**WHAT YOU HAVE TO DO:**
Repeat only the lines from the one holding "Thank you for the photo. Could you pin the large" down to the last line of the listing below, including both of those lines.
--- BEGIN EXERCISE MATERIALS ---
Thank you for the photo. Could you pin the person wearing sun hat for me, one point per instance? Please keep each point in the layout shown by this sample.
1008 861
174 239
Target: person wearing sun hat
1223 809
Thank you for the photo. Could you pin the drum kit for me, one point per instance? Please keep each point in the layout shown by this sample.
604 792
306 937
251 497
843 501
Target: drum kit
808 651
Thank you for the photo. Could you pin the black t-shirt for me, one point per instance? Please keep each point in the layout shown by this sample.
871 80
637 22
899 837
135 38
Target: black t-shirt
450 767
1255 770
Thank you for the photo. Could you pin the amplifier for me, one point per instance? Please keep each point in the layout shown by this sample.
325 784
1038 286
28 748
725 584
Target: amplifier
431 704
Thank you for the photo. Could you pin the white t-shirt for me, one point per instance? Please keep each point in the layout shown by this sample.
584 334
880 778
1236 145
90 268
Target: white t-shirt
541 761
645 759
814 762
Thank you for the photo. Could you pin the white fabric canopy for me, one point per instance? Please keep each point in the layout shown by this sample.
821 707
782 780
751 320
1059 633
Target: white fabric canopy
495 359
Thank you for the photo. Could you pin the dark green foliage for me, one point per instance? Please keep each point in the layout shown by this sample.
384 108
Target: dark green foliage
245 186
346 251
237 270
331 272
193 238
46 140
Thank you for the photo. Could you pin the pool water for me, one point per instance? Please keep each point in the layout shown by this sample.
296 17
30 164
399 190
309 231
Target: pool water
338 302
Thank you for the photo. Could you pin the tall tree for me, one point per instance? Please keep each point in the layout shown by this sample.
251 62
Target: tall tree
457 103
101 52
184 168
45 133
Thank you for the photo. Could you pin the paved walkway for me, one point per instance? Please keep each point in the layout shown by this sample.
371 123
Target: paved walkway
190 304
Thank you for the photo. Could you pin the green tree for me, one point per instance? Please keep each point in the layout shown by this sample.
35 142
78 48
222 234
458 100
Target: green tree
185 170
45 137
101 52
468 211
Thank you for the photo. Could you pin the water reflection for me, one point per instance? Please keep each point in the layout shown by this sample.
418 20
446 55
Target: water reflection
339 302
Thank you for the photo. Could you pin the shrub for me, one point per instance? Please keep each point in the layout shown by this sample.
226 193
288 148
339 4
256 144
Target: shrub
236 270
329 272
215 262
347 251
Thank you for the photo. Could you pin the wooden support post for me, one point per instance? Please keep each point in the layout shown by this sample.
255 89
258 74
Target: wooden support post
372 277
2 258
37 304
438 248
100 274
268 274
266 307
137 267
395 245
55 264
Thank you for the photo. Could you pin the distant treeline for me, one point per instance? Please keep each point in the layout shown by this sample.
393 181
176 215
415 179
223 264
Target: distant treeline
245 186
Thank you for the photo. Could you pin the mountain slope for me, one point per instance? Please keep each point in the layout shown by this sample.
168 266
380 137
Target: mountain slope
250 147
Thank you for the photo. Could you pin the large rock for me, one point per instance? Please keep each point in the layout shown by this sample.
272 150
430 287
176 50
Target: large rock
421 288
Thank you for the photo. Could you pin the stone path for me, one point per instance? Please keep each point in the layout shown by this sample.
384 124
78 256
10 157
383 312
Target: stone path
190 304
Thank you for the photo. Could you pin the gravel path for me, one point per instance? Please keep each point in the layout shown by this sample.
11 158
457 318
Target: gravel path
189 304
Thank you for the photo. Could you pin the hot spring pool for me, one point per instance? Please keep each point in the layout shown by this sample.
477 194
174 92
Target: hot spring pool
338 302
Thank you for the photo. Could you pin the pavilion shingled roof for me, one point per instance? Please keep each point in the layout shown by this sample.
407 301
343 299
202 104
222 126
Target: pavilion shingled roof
--- END EXERCISE MATERIALS ---
**EXERCISE ANSWER:**
Thank you for the photo. Could you pin the large rock for me, one point per instance? Please keep each point in the layout shown by this sample.
272 150
430 287
176 50
Target: large rock
421 288
Thank you for the photo. Could you pin the stone path for me, one point per instance? Please keep each point in the layout shown by this sample.
384 124
78 256
10 157
383 312
Target: stone path
190 304
Thank you for the photo. Could you pin the gravel path for me, one point per instance? Please keep each point in the layout shown by this sample.
11 158
457 318
Target: gravel path
189 304
Thank you for the photo. Could you pin the hot spring pool for me, one point per instance? Please keep each point in the layout shown by this sample.
477 194
174 92
Target: hot spring pool
338 302
Thank you for the photo. Could you pin the pavilion shingled roof for me, one point per instance? Please keep each point in the layout shown by this sample.
407 301
343 299
202 104
222 126
Target: pavilion shingled roof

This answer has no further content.